_DATA EXCERPTS_
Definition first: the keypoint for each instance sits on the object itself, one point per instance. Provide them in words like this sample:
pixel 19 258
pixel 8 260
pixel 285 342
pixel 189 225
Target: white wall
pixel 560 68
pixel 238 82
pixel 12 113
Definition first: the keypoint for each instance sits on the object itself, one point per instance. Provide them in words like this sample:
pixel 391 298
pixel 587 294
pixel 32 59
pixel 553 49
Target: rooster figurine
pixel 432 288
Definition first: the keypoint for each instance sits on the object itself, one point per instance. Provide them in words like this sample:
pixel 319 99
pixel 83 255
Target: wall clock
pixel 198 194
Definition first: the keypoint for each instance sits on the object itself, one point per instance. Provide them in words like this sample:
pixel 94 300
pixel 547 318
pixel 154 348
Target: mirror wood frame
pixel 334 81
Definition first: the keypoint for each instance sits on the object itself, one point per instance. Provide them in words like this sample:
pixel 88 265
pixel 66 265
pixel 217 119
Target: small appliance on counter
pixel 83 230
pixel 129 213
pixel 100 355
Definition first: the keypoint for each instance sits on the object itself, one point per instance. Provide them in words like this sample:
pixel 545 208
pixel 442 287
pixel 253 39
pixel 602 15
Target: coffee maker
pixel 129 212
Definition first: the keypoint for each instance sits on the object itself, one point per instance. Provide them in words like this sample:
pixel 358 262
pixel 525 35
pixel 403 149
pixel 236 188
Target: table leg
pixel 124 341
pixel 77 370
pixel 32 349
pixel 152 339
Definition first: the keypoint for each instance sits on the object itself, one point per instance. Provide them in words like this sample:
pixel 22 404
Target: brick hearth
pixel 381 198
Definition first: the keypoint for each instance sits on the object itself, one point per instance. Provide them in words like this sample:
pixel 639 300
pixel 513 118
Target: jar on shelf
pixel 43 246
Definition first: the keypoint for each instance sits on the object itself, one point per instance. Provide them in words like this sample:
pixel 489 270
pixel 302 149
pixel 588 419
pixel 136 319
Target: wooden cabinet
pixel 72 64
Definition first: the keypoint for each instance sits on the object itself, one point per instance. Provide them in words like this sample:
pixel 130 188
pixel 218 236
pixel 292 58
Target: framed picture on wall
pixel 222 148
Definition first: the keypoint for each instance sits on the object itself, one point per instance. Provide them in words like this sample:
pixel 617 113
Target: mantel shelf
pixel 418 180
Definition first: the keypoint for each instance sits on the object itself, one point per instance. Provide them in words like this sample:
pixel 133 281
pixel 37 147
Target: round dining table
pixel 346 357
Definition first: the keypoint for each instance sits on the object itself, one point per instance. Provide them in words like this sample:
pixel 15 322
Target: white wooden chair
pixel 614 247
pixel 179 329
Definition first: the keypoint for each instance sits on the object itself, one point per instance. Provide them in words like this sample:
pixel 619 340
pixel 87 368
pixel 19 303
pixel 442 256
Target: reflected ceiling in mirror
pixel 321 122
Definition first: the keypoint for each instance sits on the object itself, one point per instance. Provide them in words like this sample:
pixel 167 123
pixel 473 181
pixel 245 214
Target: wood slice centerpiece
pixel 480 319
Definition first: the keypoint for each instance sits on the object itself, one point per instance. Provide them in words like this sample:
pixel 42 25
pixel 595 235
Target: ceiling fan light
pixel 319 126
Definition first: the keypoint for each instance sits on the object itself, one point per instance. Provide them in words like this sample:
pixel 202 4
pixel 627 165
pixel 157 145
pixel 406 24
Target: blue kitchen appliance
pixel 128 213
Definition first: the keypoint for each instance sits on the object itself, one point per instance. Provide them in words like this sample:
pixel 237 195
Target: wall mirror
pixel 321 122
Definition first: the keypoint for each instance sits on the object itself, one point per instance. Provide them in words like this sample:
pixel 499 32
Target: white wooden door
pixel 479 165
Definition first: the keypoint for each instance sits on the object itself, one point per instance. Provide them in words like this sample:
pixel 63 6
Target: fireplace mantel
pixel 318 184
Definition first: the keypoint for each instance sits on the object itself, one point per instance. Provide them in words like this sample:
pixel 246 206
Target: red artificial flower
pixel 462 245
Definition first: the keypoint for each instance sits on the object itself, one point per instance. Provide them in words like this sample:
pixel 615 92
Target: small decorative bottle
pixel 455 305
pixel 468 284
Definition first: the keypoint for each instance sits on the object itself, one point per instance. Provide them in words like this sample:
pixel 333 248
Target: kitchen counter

_WHAT THE TASK REQUIRES_
Look above for the line with "Target: ceiling fan light" and the line with "pixel 499 32". Retype those two lines and every line between them exactly, adding nothing.

_EXPECTED ANSWER_
Target: ceiling fan light
pixel 319 126
Definition first: the keypoint for each instance sits on the object itself, one point per instance. Provide them in words like this sample:
pixel 202 4
pixel 627 165
pixel 157 145
pixel 406 24
Target: blue kitchen appliance
pixel 128 213
Definition first: the keypoint for each instance sits on the object itself, one point per instance. Provide them in words like this sample:
pixel 237 195
Target: wall mirror
pixel 321 122
Definition first: the keypoint for each instance sits on the object itself, one point per instance. Provide them in words like this sample:
pixel 499 32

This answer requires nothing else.